Objetivo de la tarea
Cambia "street lamp" por "street light" en las filas que van desde la que contiene "of the white" hasta la que contiene "point(264, 780)", ambas incluidas. Escribe de nuevo solo esas filas, sin ningún otro cambio.
++++++
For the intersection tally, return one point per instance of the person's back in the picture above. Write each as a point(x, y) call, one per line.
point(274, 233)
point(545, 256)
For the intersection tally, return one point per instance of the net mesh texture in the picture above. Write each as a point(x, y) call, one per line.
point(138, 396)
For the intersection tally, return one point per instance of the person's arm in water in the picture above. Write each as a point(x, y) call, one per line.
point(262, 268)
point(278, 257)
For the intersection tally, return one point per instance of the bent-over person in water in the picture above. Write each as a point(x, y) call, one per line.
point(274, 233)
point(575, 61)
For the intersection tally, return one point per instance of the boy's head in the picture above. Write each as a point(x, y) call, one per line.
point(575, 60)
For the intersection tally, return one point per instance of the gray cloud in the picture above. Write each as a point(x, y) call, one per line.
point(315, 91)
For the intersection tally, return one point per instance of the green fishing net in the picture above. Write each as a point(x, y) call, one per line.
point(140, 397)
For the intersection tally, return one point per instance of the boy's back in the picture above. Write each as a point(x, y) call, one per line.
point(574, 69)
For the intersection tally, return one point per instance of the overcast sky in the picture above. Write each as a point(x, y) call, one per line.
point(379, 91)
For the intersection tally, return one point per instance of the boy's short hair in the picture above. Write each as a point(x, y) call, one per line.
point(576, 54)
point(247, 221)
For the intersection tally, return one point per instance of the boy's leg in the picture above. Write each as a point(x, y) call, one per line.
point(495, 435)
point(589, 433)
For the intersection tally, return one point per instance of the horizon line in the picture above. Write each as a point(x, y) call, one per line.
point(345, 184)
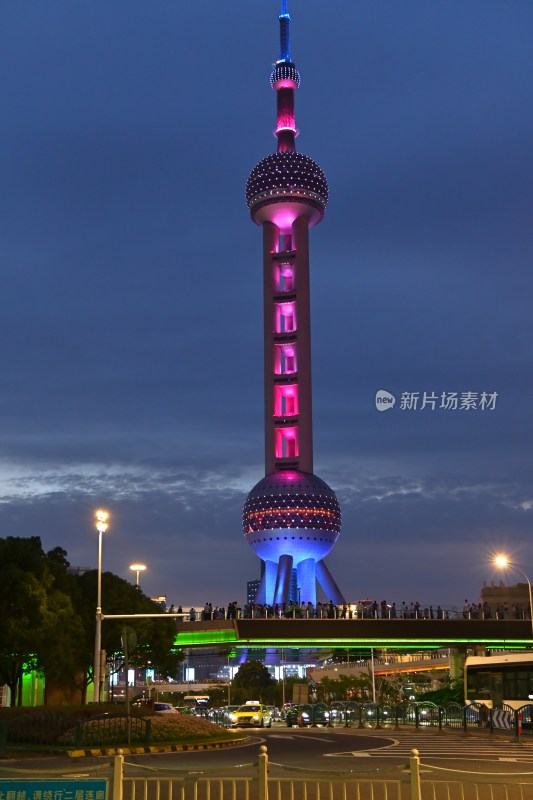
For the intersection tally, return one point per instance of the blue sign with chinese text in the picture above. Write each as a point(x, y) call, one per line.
point(78, 789)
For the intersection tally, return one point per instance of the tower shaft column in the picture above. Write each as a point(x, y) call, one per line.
point(300, 244)
point(270, 246)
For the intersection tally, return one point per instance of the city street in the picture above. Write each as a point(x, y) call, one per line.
point(325, 750)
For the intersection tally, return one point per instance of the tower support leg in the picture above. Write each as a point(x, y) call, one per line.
point(325, 579)
point(307, 581)
point(283, 580)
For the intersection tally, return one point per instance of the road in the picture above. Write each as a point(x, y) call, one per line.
point(331, 750)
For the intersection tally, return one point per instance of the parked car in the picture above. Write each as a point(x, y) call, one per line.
point(252, 714)
point(165, 708)
point(292, 717)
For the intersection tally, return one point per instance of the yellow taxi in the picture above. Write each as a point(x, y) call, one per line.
point(253, 714)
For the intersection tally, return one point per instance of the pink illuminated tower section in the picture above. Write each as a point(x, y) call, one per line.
point(291, 517)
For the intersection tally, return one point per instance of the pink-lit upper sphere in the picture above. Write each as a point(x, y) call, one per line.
point(285, 74)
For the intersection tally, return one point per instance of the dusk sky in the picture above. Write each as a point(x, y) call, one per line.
point(131, 305)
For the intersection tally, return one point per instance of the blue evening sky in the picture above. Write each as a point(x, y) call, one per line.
point(131, 311)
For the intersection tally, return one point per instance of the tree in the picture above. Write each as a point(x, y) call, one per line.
point(48, 619)
point(155, 637)
point(35, 612)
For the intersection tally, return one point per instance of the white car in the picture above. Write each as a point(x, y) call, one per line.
point(165, 708)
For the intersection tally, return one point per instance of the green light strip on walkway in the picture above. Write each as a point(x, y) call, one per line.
point(204, 637)
point(189, 638)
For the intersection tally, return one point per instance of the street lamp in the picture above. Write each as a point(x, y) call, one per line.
point(101, 527)
point(503, 562)
point(137, 568)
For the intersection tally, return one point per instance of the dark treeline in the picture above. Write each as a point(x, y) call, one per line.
point(47, 622)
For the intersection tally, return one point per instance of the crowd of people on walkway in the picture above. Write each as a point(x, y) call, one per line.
point(363, 609)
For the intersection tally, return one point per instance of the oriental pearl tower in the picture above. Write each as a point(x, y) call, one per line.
point(291, 518)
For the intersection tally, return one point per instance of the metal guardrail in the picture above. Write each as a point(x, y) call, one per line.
point(264, 780)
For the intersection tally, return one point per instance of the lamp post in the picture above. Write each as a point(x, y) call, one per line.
point(137, 568)
point(101, 527)
point(503, 562)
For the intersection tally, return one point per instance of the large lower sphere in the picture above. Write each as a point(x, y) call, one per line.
point(291, 513)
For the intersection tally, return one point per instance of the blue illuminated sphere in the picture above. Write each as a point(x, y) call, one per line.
point(284, 177)
point(291, 513)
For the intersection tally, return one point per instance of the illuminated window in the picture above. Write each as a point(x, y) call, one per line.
point(286, 442)
point(284, 317)
point(286, 400)
point(285, 360)
point(284, 277)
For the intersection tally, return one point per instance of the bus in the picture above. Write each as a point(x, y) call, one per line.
point(495, 681)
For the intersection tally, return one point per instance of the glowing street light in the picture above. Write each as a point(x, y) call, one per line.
point(101, 526)
point(502, 562)
point(137, 568)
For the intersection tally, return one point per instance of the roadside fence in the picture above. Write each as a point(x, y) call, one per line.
point(262, 780)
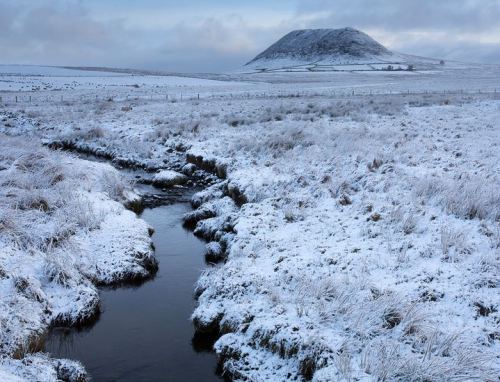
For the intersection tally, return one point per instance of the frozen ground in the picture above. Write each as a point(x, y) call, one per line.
point(357, 237)
point(63, 230)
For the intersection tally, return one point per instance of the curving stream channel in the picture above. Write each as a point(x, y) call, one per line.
point(144, 332)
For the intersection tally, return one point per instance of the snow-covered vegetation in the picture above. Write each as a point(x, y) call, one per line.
point(63, 230)
point(352, 238)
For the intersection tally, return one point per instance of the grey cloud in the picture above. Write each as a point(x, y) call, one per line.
point(453, 15)
point(78, 32)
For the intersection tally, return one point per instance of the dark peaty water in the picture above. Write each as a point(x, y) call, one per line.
point(144, 333)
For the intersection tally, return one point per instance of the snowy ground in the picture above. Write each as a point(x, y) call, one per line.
point(359, 235)
point(63, 230)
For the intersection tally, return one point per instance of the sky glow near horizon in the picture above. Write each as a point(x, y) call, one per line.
point(217, 36)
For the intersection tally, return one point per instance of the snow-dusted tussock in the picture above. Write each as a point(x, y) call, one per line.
point(375, 257)
point(63, 228)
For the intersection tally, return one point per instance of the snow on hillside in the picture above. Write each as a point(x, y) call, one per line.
point(345, 49)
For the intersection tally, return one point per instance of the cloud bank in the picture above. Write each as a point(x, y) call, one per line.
point(201, 36)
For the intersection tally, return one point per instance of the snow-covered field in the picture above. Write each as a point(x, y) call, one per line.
point(63, 230)
point(357, 237)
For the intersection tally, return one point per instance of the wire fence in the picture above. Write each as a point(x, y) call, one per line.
point(34, 98)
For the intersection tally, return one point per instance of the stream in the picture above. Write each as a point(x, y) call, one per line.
point(144, 332)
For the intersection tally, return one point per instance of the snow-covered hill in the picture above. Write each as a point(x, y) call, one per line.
point(345, 49)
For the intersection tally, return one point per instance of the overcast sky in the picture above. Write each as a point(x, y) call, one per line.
point(206, 35)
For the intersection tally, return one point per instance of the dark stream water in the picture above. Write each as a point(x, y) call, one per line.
point(144, 332)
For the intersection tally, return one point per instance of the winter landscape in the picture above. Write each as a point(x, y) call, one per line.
point(329, 211)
++++++
Solución
For the intersection tally, return one point per instance of the white car in the picture above. Write each as a point(x, y) call, one per line.
point(165, 708)
For the intersection tally, return one point per instance of the green light strip on walkway in the picture above. Write each as a point(x, y) call, one per line.
point(204, 637)
point(189, 638)
For the intersection tally, return one point per instance of the street light in the picture above. Write each as a point(x, y) call, one per line.
point(101, 527)
point(503, 562)
point(137, 568)
For the intersection tally, return one point per instance of the dark treeline in the picture above. Write each as a point(x, y) call, one per line.
point(47, 622)
For the intersection tally, return one point per instance of the crowd of people on walkway in the picture above. Write each as a point(x, y) call, one per line.
point(363, 609)
For the intersection tally, return one point per instance of the oriental pearl tower in the picture above. Write each as a point(x, y) call, one per line.
point(291, 518)
For the intersection tally, return one point per instance of the metal guardrail in the picture above. Write each as a point(x, y) call, one per line.
point(264, 780)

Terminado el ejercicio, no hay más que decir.